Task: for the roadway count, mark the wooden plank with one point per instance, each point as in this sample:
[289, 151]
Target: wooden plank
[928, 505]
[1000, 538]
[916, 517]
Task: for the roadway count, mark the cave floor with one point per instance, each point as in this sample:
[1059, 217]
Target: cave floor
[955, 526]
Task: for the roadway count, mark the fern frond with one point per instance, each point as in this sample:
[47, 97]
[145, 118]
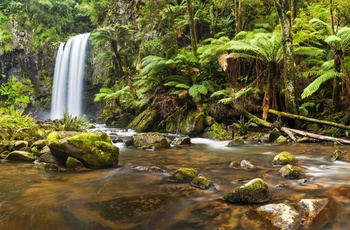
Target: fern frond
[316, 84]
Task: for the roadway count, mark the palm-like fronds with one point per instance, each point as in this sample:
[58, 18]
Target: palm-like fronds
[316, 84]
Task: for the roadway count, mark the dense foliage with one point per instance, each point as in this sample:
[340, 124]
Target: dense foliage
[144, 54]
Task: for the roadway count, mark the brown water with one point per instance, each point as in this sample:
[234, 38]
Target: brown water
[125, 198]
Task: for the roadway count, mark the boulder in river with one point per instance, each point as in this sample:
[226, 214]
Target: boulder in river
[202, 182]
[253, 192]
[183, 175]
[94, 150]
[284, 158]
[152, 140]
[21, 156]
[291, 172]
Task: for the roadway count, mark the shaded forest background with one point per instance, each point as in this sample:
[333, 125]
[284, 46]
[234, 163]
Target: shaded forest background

..............................

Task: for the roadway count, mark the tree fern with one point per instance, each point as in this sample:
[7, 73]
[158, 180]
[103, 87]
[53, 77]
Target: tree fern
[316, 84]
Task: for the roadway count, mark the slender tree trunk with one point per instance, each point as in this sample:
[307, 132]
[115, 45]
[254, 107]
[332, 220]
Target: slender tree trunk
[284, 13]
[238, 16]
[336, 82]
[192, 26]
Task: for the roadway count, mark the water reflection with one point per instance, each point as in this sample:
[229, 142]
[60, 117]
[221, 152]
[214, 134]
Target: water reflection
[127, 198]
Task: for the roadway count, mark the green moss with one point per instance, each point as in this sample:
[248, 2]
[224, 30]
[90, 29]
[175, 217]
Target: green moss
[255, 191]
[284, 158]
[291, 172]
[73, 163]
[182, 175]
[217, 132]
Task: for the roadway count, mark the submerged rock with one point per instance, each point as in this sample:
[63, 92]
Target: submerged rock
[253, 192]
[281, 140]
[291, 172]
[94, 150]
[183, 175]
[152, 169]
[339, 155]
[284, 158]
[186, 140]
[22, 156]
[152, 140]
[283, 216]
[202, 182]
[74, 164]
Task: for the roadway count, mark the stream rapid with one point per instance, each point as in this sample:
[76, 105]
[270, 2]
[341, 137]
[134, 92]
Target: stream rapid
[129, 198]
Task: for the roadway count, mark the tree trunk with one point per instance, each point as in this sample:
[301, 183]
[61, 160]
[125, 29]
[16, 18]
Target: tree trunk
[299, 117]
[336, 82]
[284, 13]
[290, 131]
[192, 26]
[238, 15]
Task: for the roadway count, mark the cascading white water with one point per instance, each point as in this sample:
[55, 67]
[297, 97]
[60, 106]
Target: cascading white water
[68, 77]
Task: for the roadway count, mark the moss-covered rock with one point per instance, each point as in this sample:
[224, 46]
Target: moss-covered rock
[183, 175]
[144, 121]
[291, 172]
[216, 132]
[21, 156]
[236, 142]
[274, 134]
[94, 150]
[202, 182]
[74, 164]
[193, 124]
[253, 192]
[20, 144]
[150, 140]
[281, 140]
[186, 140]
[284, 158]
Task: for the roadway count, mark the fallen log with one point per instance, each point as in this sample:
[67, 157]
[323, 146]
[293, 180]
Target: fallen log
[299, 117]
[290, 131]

..............................

### Directions
Output the records above verbatim, everything from the line containing "Task: for the roadway count, mark the palm-like" down to the line containing "Target: shaded forest background", including both of those lines and nothing else.

### The output
Task: for the roadway count, mark the palm-like fronds with one point per instance, each point as in this sample:
[58, 18]
Target: palm-like fronds
[316, 84]
Task: for the roadway count, mark the dense foliage with one point per instance, each point as in this sample:
[340, 124]
Target: dense foliage
[144, 54]
Task: for the roadway count, mark the brown water with one point per instance, each point as in this sample:
[234, 38]
Target: brown water
[125, 198]
Task: for the roadway count, mark the boulder in river with one point per instance, each point as in this sample:
[226, 214]
Target: boulder in river
[202, 182]
[253, 192]
[183, 175]
[94, 150]
[284, 158]
[152, 140]
[21, 156]
[291, 172]
Task: for the roadway count, mark the shaded forest background with one point per instance, each point as in this sample:
[333, 125]
[284, 46]
[234, 163]
Target: shaded forest background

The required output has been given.